=== Extrait de page ===
┄┄┄┄┄┄┄┄┄┄┄┄┄┄┄┄┄┄┄┄

Après le « quoi qu’il en coûte », voici revenir le refrain malsain de l’austérité. Dans le viseur : la protection sociale, les retraites, les services
publics via les collectivités locales. De Macron à Zemmour en passant par
Pécresse et Le Pen, ils nous promettent un véritable hold-up.
« Il n’y a pas d’argent magique. » Emmanuel Macron a récidivé,
lors de son déplacement à Dijon (Côte-d’Or), fin mars, devant un homme qui lui
exposait les difficultés des familles face à la baisse du pouvoir d’achat. Car
cette campagne présidentielle marque pour les droites le grand retour de
l’austérité et du « tout pour les riches ». Dette, retraites, fiscalité, dépenses publiques,
financement des collectivités locales, toutes les tendances, de LaREM à Reconquête !,
promettent à nouveau « du sang et des larmes », pour reprendre la formule employée par François Fillon lors de la
campagne de 2017. « Si l’on s’intéresse à leur programme économique, il est troublant, pour ne pas dire confondant, de voir la
similarité des propositions de Marine Le Pen, Éric Zemmour, Valérie Pécresse et
Emmanuel Macron », écrit ainsi Raphaël Pradeau, professeur de sciences
économiques et sociales et porte-parole d’Attac France, dans une note publiée
le 4 mars. L’économiste pointe une « forme de surenchère sidérante et dangereuse pour approfondir la logique libérale ».

┄┄┄┄┄┄┄┄┄┄┄┄┄┄┄┄┄┄┄┄

=== Données fournies ===
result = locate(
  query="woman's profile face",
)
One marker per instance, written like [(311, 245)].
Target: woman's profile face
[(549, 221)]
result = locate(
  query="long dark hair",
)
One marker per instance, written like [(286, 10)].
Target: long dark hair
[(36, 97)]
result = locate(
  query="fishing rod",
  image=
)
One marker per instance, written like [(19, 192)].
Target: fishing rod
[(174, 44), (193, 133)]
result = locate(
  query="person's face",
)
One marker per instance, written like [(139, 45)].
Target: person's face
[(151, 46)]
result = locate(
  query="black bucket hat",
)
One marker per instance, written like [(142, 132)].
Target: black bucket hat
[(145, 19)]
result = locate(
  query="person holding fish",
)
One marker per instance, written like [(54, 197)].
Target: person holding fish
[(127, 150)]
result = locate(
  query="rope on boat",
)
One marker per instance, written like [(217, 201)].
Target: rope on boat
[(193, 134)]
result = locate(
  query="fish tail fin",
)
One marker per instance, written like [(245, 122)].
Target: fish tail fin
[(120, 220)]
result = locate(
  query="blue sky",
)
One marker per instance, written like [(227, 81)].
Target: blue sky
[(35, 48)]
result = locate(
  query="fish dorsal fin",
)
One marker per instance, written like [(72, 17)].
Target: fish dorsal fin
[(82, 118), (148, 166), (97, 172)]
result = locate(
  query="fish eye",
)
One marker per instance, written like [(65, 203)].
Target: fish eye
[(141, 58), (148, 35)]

┄┄┄┄┄┄┄┄┄┄┄┄┄┄┄┄┄┄┄┄

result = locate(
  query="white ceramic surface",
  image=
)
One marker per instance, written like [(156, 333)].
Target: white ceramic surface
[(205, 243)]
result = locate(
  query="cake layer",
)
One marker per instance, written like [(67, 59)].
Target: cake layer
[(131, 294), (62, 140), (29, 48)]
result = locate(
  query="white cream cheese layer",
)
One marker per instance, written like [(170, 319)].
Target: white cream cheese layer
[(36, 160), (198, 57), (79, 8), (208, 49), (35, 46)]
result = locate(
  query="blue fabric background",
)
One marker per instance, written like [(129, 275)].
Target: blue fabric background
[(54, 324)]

┄┄┄┄┄┄┄┄┄┄┄┄┄┄┄┄┄┄┄┄

=== Exercice écrit ===
Poursuivez l'article ci-dessus sur le retour de l'austérité dans la campagne présidentielle en reprenant juste après sa dernière phrase.

=== Réponse à l'exercice ===
Un plan de réduction des dépenses de
50 milliards
La justification de toutes les réformes néolibérales
reste la dette publique. Marine Le Pen y a
fait allégeance dans une tribune à l’Opinion dès
février 2021, dans laquelle elle faisait de son remboursement « un aspect moral essentiel ». Une
position réitérée dans un entretien à Acteurs publics, le
25 février, dans lequel elle lie le « niveau tout à fait excessif de la dépense publique et de notre endettement », s’engageant à ramener le
déficit public « sous les 3 % dès 2026 ». Pour
Emmanuel Macron, ce sera dès 2027, selon Laurent Saint-Martin, actuel
rapporteur LaREM du budget à l’Assemblée nationale et envoyé spécial du
président lors de l’audition des candidats par les associations d’élus locaux,
le 22 mars. Le député a présenté un plan de réduction des dépenses de
50 milliards d’euros annuels, avec trois cibles dans le viseur : les
retraites, les collectivités et les « réformes de fond et la simplification », une formule bien floue qui
présente l’avantage de ne pas annoncer sur quel dos ces économies seront
réalisées.
Du « poujadisme fiscal »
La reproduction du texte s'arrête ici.